Dal mare all’asciutto

Questa via è colma di una memoria di risalite, rinascite, uscite a nuova vita. Impossibile non pensare al Mar Rosso, attraversando il quale, gli ebrei da schiavi diventarono liberi. “Il Signore disse a Mosè: Stendi la mano sul mare Mosè stese la mano sul mare e il mare, sul far del mattino, tornò al suo livello consueto, mentre gli egiziani, fuggendo, gli si dirigevano contro. In quel giorno il Signore salvò Israele dalla mano degli egiziani” (Es 14,27-30).

» OBIETTIVO DICHIARATO 1
Riscrivi in forma più breve il paragrafo del testo da leggere che comincia con "Questa via è colma", mantenendone i fatti principali.
» OBIETTIVO DICHIARATO 2
Nel testo da leggere, che cosa diventarono gli ebrei attraversando il Mar Rosso?
» OBIETTIVO DICHIARATO 3
Traduci in inglese questa frase del testo da leggere: "Impossibile non pensare al Mar Rosso, attraversando il quale, gli ebrei da schiavi diventarono liberi."

» MATERIALE FORNITO

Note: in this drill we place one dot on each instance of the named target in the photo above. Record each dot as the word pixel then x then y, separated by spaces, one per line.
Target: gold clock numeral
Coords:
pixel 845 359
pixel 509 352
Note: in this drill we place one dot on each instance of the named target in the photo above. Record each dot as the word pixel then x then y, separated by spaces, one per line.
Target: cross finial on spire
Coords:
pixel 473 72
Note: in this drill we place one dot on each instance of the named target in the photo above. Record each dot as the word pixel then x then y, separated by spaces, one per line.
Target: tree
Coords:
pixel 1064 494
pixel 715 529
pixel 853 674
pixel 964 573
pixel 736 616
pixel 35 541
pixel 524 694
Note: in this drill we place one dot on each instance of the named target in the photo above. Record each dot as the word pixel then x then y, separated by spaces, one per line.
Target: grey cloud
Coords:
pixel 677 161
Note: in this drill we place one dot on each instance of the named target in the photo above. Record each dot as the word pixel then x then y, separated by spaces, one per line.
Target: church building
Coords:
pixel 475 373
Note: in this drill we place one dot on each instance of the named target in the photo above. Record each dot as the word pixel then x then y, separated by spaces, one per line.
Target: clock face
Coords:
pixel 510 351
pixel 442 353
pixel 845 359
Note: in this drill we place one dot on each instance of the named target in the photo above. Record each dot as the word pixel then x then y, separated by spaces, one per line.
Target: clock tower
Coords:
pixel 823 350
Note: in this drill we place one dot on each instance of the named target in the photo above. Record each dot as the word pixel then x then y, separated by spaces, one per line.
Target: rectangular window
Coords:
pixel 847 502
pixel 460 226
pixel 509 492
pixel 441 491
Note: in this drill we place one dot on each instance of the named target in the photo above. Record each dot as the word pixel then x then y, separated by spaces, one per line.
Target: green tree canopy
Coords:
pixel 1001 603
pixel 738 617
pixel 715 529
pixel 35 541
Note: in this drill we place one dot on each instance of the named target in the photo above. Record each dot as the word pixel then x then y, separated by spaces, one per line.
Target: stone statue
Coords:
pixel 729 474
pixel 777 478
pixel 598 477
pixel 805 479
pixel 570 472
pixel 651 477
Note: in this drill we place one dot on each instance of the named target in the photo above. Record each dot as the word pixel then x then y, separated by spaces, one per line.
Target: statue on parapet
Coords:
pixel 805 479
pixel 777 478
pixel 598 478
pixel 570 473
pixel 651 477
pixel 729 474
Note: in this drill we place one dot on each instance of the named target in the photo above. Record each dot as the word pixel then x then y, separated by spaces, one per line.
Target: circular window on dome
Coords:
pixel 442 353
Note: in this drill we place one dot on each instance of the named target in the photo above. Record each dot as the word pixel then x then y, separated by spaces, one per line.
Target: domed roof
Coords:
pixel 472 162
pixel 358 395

» RISPOSTA 1
La via richiama ricordi di risalite, rinascite e uscite a nuova vita e fa pensare al Mar Rosso, attraversando il quale gli ebrei da schiavi diventarono liberi. Si cita Esodo 14,27-30: Mosè stende la mano sul mare, il mare al mattino torna al suo livello mentre gli egiziani fuggendo gli vanno contro, e quel giorno il Signore salva Israele dalla mano degli egiziani.

» RISPOSTA 2
Da schiavi diventarono liberi.

» RISPOSTA 3
It is impossible not to think of the Red Sea, by crossing which the Jews went from being slaves to being free.